Supplied records.

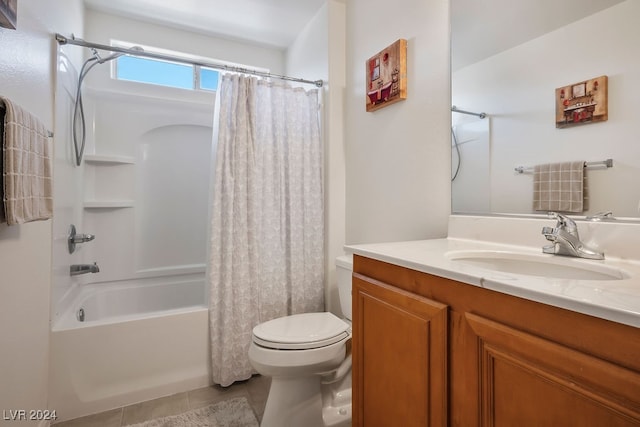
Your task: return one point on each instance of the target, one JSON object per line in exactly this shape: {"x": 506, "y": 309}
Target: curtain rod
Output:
{"x": 80, "y": 42}
{"x": 455, "y": 110}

Work instruction.
Give every line above again exactly, with no pictures.

Written solution.
Your task: return one point on each instance of the target, one JSON object per line in exactly this shape: {"x": 506, "y": 309}
Target: curtain rod
Output:
{"x": 80, "y": 42}
{"x": 455, "y": 110}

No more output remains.